◆ Exercise directions ◆
What you return should match the entries below exactly, only without the images.

'''

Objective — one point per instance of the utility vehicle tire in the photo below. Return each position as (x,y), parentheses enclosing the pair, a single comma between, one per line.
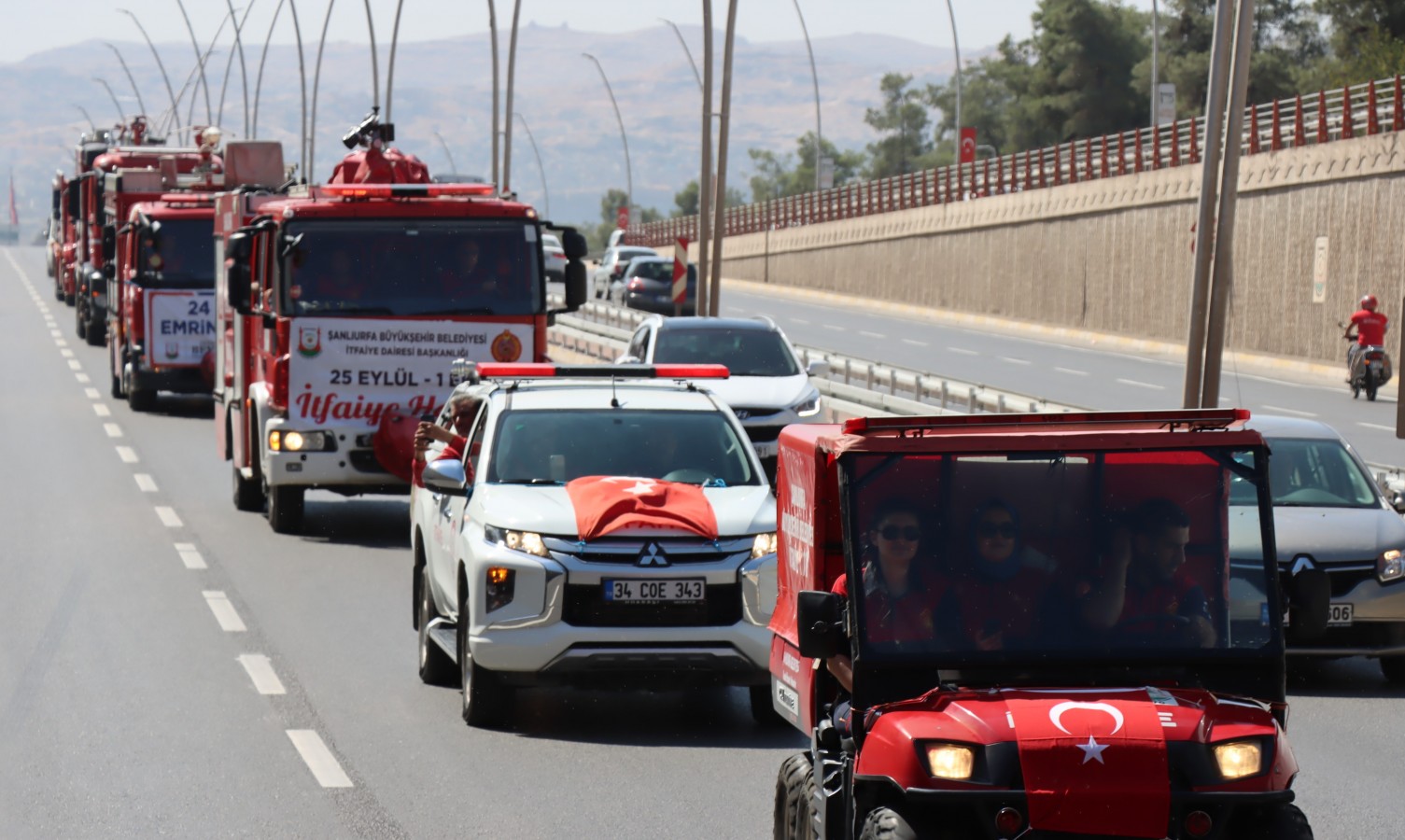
(1394,669)
(1276,822)
(885,823)
(436,667)
(794,786)
(486,700)
(284,509)
(247,494)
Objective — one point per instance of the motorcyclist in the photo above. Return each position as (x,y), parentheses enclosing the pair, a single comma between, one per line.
(1370,329)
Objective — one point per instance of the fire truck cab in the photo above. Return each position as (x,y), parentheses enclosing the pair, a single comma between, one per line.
(339,306)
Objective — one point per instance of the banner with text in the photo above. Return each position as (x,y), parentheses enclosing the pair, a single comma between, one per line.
(355,370)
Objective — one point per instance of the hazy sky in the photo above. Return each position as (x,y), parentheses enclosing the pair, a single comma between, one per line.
(34,27)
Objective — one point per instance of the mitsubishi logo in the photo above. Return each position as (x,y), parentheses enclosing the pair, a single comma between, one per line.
(653,555)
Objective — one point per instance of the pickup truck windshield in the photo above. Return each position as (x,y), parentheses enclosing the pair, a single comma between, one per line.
(409,267)
(542,447)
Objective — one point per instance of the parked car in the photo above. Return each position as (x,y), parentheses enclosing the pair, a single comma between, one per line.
(555,258)
(768,386)
(648,284)
(1329,514)
(612,264)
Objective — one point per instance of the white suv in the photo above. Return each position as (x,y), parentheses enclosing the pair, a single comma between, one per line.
(526,572)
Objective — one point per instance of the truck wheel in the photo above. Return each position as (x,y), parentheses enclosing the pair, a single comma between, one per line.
(794,789)
(247,494)
(885,823)
(284,509)
(436,667)
(485,697)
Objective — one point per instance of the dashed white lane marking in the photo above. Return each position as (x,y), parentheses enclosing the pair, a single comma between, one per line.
(1135,384)
(266,681)
(190,555)
(224,611)
(169,517)
(319,759)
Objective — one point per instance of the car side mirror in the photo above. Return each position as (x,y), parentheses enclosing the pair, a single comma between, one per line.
(821,623)
(445,476)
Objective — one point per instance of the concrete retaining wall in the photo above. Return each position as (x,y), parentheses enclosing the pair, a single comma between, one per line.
(1115,256)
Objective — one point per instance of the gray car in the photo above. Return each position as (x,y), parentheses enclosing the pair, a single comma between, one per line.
(1329,514)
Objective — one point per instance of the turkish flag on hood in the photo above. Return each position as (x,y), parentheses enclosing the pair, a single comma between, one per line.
(606,505)
(1095,763)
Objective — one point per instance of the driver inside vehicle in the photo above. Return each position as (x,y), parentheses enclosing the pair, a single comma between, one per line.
(1143,590)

'''

◆ Solution ◆
Objective — one point per instance of the utility vehicle tire in the photo below. Return each position as (x,y), parentheses enclosing the pair, a single comma between, one per line.
(1394,669)
(1276,822)
(885,823)
(436,667)
(794,786)
(486,700)
(284,509)
(247,494)
Objective — one point per instance of the motorcyclist in the photo above. Return each position as (x,y), parentheses enclosing the pair, a single comma between, one per line.
(1370,329)
Objective — one point per instance of the fire truck cab in the photo above. Return each position as (x,y), parentheses enclosing the pair, a single comma between, one per line.
(339,306)
Objective — one point per instance of the banner with text in the photo above. Return each position as (x,y), parentheses enclosing the pair, a single comma between, one per line.
(355,370)
Objective — one point per instance of the hazy sky in the photo above. Return each position as (x,y), parentheses enclosing the pair, a single comma between, one per line.
(34,27)
Objective — one point per instance of the mitsubishi logo in the photo above. Return each position as (x,y), parentheses enclosing the pair, a single comma between, one per line.
(653,555)
Objective — one point per instance of the pickup truck windshield in the photo above. Return each position as (x,y), parentheses enclosing the pair, a single comma between, one per line.
(409,267)
(542,447)
Objective — one point per instance of the parked car in the photo above. Return each position as (x,y), parentheses enclosing the pair, a single comma between, one per line.
(555,258)
(768,386)
(648,284)
(1329,514)
(612,264)
Objective — one point per instance of the white suv in the photo above. Return each position as (x,y), parentheses enclosing the pair, a single comma between, one per line.
(526,572)
Objective — one point per instance of the truck wheel in the photo above. Return each position as (x,y), parentheses enclosing the pair, a single comma between, one per line.
(794,789)
(247,494)
(885,823)
(284,509)
(436,667)
(485,697)
Objective — one point per instance of the dashed white lane marking in the photo above. Return each position as (x,y), parentheses enclosing the pair, a single comma between, one per line.
(1135,384)
(266,681)
(190,555)
(224,611)
(169,517)
(319,759)
Objective — one point per instance of the car side mirror in the photo above. Return each position as (x,y), parentheses enclosing the pair, a single comma between, one per line.
(821,623)
(445,476)
Objective — one point per instance of the concrete retaining wall in the photo above. Return each position as (x,y), parentheses enclosing the pair, a single comma between, one per line.
(1115,256)
Objective — one point per instance of the gray car in the photo above. Return each position as (x,y), parentheses enclosing the pair, a single comma between, one per line.
(1329,514)
Objective — one point per instance of the turkish flag on hood in the photo above. Return each position as (x,y), parentheses enclosing the pair, a single comma between, one per line.
(606,505)
(1095,763)
Objective — one point per instance of the driver inside vehicle in the photo above. Return each position as (x,y), parentheses enclosing the pair, a single comma between, one per line.
(1143,590)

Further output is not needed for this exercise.